文書本文
┌──
G. Marcucci and Others

背景

近年,癌における microRNA の役割が認識されるようになった.しかし,急性骨髄性白血病(AML)における microRNA の役割については,ほとんど明らかにされていない.

方 法

microRNA 発現プロファイリングを用いて,細胞遺伝学的に正常な AML を有し,高リスクの分子的特徴,すなわち fms 様チロシンキナーゼ 3 遺伝子における遺伝子内縦列重複(internal tandem duplication in the fms-related tyrosine kinase 3 gene;FLT3-ITD),野生型ヌクレオフォスミン(NPM1),あるいはその双方を有する 60 歳未満の成人患者の白血病細胞検体を検討した.無イベント生存率と関連する microRNA シグネチャーを 64 例から成る研究群から導出し,55 例から成る検証群にて検討した.検証群において,microRNA 複合共変量予測因子(microRNA 要約値)を,転帰シグネチャーを形成する microRNA の重み付けを行った値をもとに計算した.

結 果

305 個の microRNA プローブのうち,12 個(microRNA-181 ファミリーメンバーの代表的な 5 個を含む)は,研究群での無イベント生存率と関連していた(P<0.005).検証群では,microRNA 要約値は,無イベント生存率と逆相関を示した(P=0.03).多変量解析では,microRNA 要約値は,FLT3-ITD:野生型 FLT3 の対立遺伝子比や白血球数で補正後も,無イベント生存率と関連を示した(P=0.04).遺伝子発現マイクロアレイ解析から,microRNA-181 ファミリーの発現レベルは,toll 様受容体およびインターロイキン-1 β を介した自然免疫経路に関与する蛋白質をコードする予測標的遺伝子の発現レベルと,逆相関することが明らかになった.

結 論

分子的に定義される高リスクの,細胞遺伝学的に正常な AML における microRNA シグネチャーは,臨床転帰と,特定の自然免疫経路に関与する蛋白質をコードする標的遺伝子の双方に関連している.
└──
作業課題
上の急性骨髄性白血病と microRNA に関する本文を、一字も変えずに全文そのまま再掲せよ。

[空間位置特定データ]
┌──
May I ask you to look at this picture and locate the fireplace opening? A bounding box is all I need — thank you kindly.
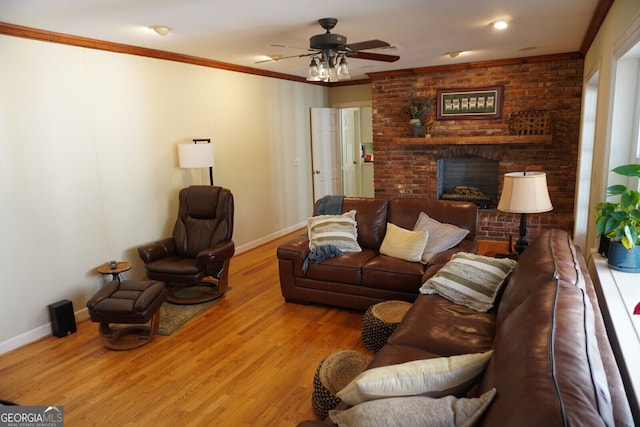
[437,157,499,209]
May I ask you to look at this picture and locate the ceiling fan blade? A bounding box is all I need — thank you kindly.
[271,43,313,51]
[347,52,400,62]
[254,51,316,64]
[344,40,391,52]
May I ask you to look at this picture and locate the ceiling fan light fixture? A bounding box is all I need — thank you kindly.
[338,55,351,80]
[307,58,320,82]
[149,25,173,37]
[491,19,509,30]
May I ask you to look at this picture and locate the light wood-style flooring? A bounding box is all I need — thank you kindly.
[0,236,506,427]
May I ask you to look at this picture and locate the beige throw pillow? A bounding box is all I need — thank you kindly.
[380,222,429,262]
[336,350,493,406]
[413,212,469,264]
[420,252,517,312]
[329,388,496,427]
[307,210,362,252]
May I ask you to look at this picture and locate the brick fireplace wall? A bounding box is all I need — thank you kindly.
[370,55,583,244]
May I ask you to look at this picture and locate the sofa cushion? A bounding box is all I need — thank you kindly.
[479,282,615,426]
[420,252,516,312]
[307,210,362,252]
[380,222,429,262]
[336,350,492,405]
[305,249,377,285]
[388,197,478,241]
[413,212,469,264]
[362,255,425,295]
[384,294,496,363]
[329,389,496,427]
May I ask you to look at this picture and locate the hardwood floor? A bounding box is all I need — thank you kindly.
[0,236,506,427]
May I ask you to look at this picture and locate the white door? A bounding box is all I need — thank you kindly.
[340,108,360,197]
[311,108,342,200]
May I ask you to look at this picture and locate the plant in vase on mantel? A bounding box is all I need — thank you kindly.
[401,94,434,138]
[596,164,640,273]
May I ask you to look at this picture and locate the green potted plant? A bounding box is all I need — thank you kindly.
[596,164,640,273]
[401,94,434,137]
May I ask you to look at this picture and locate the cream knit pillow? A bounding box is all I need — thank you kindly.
[380,222,429,262]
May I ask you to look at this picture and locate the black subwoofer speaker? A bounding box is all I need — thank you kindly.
[49,299,76,338]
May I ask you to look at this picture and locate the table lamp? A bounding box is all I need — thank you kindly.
[498,171,553,255]
[178,139,213,185]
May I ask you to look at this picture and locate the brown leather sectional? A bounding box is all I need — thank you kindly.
[277,197,478,311]
[300,230,634,427]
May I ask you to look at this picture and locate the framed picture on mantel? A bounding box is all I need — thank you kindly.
[436,86,504,120]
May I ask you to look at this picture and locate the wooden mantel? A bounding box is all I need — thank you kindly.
[393,135,552,145]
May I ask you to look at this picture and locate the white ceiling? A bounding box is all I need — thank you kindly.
[0,0,598,79]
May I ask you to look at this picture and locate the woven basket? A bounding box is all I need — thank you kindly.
[311,350,373,419]
[362,301,411,353]
[509,111,551,135]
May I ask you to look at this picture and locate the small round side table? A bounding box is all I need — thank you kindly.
[96,261,131,282]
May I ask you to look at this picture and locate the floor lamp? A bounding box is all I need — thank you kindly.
[178,139,213,185]
[498,172,553,256]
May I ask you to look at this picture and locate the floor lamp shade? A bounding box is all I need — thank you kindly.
[498,172,553,213]
[178,144,213,169]
[498,172,553,256]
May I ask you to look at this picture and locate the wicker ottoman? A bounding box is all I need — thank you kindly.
[362,301,411,353]
[87,280,167,350]
[311,350,373,419]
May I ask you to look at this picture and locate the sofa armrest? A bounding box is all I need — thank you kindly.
[277,234,309,270]
[138,237,176,264]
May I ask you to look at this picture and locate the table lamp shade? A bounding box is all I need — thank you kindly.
[178,144,213,169]
[498,172,553,213]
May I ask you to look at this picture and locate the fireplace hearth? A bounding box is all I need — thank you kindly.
[437,156,499,209]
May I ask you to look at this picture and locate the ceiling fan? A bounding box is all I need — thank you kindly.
[256,18,400,82]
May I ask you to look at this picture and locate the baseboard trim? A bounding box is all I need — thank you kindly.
[0,222,306,355]
[0,307,89,354]
[236,221,307,254]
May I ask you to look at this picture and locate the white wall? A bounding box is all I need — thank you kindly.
[0,36,328,354]
[577,0,640,251]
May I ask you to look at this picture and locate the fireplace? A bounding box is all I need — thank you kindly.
[437,156,499,209]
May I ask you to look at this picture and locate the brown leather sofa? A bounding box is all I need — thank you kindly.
[277,197,478,310]
[299,230,634,427]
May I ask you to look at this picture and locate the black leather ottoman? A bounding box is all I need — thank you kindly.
[87,280,167,350]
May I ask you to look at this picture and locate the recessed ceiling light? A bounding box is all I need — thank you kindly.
[149,25,173,37]
[491,20,509,30]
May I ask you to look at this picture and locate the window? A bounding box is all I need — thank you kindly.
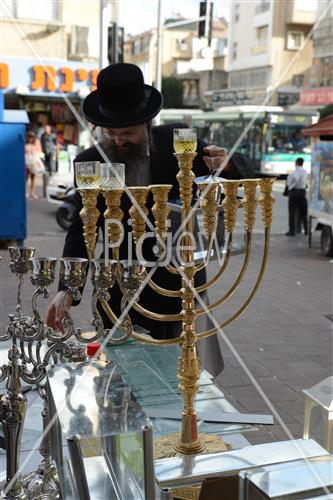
└──
課題出力
G. Marcucci and Others

背景

近年,癌における microRNA の役割が認識されるようになった.しかし,急性骨髄性白血病(AML)における microRNA の役割については,ほとんど明らかにされていない.

方 法

microRNA 発現プロファイリングを用いて,細胞遺伝学的に正常な AML を有し,高リスクの分子的特徴,すなわち fms 様チロシンキナーゼ 3 遺伝子における遺伝子内縦列重複(internal tandem duplication in the fms-related tyrosine kinase 3 gene;FLT3-ITD),野生型ヌクレオフォスミン(NPM1),あるいはその双方を有する 60 歳未満の成人患者の白血病細胞検体を検討した.無イベント生存率と関連する microRNA シグネチャーを 64 例から成る研究群から導出し,55 例から成る検証群にて検討した.検証群において,microRNA 複合共変量予測因子(microRNA 要約値)を,転帰シグネチャーを形成する microRNA の重み付けを行った値をもとに計算した.

結 果

305 個の microRNA プローブのうち,12 個(microRNA-181 ファミリーメンバーの代表的な 5 個を含む)は,研究群での無イベント生存率と関連していた(P<0.005).検証群では,microRNA 要約値は,無イベント生存率と逆相関を示した(P=0.03).多変量解析では,microRNA 要約値は,FLT3-ITD:野生型 FLT3 の対立遺伝子比や白血球数で補正後も,無イベント生存率と関連を示した(P=0.04).遺伝子発現マイクロアレイ解析から,microRNA-181 ファミリーの発現レベルは,toll 様受容体およびインターロイキン-1 β を介した自然免疫経路に関与する蛋白質をコードする予測標的遺伝子の発現レベルと,逆相関することが明らかになった.

結 論

分子的に定義される高リスクの,細胞遺伝学的に正常な AML における microRNA シグネチャーは,臨床転帰と,特定の自然免疫経路に関与する蛋白質をコードする標的遺伝子の双方に関連している.